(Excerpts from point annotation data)
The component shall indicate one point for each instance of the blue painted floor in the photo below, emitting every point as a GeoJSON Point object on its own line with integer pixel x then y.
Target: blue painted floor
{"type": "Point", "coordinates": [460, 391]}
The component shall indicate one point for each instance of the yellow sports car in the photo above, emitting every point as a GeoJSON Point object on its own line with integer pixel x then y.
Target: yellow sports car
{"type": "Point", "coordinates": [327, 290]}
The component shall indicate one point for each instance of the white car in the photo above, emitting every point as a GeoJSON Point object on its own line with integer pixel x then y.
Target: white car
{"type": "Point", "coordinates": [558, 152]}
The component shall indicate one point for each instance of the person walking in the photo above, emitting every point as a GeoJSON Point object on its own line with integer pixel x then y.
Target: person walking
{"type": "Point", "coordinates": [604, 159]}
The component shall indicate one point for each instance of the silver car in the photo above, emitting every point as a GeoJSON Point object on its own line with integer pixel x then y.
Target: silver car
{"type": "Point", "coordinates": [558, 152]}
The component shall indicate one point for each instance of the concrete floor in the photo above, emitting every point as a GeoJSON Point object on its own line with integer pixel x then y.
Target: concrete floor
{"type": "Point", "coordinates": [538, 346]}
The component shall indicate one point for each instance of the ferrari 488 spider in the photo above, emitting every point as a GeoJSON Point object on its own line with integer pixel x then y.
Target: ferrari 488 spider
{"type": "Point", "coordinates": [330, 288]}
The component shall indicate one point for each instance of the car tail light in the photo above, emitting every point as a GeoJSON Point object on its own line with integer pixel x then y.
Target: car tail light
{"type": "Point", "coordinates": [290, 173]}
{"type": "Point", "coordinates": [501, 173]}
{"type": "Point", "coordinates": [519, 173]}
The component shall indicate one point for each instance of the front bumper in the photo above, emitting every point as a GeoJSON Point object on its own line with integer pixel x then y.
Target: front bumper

▸ What the task requires: Switch "component" to "annotator" throughout the items, and give all their lines again with nothing else changed.

▸ Complete response:
The annotator shall indicate one point for each instance of the blue painted floor in the photo below, emitting every point as a GeoJSON Point object on its own line with integer pixel x then y.
Target: blue painted floor
{"type": "Point", "coordinates": [460, 391]}
The annotator shall indicate one point for each instance of the yellow sports car in the photo above, emitting every point as a GeoJSON Point object on its own line with integer pixel x then y.
Target: yellow sports car
{"type": "Point", "coordinates": [327, 290]}
The annotator shall indicate one point for each instance of the white car in the photo above, emitting every point as a GeoJSON Point object on its own line with integer pixel x then y.
Target: white car
{"type": "Point", "coordinates": [558, 152]}
The annotator shall indicate one point for each instance of the person walking in the photo above, emitting every point as a GeoJSON Point object on its own line with integer pixel x then y.
Target: person walking
{"type": "Point", "coordinates": [604, 159]}
The annotator shall indicate one point for each instance of the silver car in the photo above, emitting every point as a GeoJSON Point object on its own line with integer pixel x then y.
Target: silver car
{"type": "Point", "coordinates": [558, 152]}
The annotator shall indicate one point for each instance of the concrete floor in the photo above, emitting every point as a GeoJSON Point object on its own line with integer pixel x then y.
Target: concrete floor
{"type": "Point", "coordinates": [538, 346]}
The annotator shall indicate one point for each instance of the ferrari 488 spider in the photo above, emitting every point as a GeoJSON Point object on its own line with integer pixel x then y.
Target: ferrari 488 spider
{"type": "Point", "coordinates": [330, 288]}
The annotator shall indicate one point for each instance of the car tail light in the photo above, emitting every point as a GeoJSON Point object on its own line with integer pixel x then y.
Target: car tail light
{"type": "Point", "coordinates": [290, 173]}
{"type": "Point", "coordinates": [501, 173]}
{"type": "Point", "coordinates": [519, 173]}
The annotator shall indicate one point for each instance of the front bumper in the photo above, emitting every point as a GeoJSON Point object on its own line with integer pixel x then y.
Target: front bumper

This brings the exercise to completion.